(Saved data entries)
__________

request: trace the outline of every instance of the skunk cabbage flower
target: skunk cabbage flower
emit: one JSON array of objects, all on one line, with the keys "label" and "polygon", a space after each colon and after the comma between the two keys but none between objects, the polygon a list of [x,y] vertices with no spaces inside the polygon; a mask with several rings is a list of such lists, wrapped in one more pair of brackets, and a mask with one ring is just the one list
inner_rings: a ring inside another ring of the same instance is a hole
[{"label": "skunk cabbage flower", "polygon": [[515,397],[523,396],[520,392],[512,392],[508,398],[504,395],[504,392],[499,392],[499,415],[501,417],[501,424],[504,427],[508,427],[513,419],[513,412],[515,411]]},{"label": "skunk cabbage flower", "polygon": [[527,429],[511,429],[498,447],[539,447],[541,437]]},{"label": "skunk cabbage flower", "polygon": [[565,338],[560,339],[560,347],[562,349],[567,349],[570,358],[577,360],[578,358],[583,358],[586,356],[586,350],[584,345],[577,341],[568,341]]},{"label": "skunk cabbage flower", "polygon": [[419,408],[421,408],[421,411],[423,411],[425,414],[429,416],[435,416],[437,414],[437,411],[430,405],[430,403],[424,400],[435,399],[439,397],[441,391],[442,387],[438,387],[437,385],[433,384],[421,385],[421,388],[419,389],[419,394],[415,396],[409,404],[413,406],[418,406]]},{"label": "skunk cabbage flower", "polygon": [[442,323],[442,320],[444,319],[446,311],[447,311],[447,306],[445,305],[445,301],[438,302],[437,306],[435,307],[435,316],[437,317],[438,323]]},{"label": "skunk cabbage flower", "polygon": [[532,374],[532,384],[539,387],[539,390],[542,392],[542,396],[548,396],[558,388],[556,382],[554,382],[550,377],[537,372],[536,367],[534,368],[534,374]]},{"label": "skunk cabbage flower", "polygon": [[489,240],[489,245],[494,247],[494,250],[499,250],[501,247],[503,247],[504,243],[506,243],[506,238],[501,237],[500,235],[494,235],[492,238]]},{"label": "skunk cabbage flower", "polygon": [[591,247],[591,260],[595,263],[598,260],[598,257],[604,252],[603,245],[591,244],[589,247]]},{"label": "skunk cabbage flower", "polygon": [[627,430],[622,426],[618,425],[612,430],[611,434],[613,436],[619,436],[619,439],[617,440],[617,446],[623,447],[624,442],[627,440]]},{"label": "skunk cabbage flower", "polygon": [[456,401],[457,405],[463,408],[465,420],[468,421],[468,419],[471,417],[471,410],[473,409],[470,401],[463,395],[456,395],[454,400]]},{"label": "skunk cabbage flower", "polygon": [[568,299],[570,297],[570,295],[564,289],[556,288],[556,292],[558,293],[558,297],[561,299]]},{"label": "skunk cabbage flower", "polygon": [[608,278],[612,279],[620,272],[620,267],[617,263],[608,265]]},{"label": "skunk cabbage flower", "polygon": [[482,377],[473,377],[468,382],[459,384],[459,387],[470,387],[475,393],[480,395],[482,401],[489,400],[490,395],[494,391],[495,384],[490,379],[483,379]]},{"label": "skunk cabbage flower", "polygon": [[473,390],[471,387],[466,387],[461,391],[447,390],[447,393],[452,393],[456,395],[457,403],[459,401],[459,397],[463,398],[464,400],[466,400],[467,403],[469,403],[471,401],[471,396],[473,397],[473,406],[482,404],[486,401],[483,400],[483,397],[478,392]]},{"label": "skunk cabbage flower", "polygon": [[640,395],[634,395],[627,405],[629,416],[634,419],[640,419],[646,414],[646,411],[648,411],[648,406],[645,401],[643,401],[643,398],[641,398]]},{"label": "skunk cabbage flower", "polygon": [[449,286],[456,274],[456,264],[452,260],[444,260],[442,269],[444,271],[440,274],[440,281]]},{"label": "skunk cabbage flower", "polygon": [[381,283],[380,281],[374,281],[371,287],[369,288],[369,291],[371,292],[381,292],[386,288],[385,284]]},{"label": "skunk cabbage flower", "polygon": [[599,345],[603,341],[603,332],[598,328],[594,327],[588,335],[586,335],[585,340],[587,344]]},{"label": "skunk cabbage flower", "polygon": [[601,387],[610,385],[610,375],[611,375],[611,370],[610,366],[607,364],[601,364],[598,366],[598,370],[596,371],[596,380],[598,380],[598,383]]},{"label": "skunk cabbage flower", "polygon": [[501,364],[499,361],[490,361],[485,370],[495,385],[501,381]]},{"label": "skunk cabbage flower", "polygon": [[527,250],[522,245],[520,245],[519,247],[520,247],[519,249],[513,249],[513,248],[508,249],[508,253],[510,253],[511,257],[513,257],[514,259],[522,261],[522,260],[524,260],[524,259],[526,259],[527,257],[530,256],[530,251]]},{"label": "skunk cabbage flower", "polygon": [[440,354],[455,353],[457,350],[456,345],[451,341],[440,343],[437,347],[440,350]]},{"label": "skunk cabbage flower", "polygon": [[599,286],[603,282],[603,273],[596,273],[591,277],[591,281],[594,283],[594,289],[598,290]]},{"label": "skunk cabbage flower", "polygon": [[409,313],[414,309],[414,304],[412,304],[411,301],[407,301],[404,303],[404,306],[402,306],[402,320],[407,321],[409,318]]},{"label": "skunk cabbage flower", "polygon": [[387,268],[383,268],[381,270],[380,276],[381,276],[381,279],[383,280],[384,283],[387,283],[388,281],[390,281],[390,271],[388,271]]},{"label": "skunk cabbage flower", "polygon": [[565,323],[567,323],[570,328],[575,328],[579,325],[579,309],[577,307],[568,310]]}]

__________

:: Required work ::
Work through the records above. Copy every line with the string "inside".

:: Response to this task ::
emit: one JSON array of objects, all on one line, with the keys "label" and "polygon", a space after each colon and after the comma between the two keys but none between objects, the polygon a list of [x,y] vertices with no spaces inside the polygon; a mask with several rings is a list of such lists, wrapped in one more pair of brackets, and a mask with one ring is just the one list
inner_rings: a ring inside another ring of the same instance is a hole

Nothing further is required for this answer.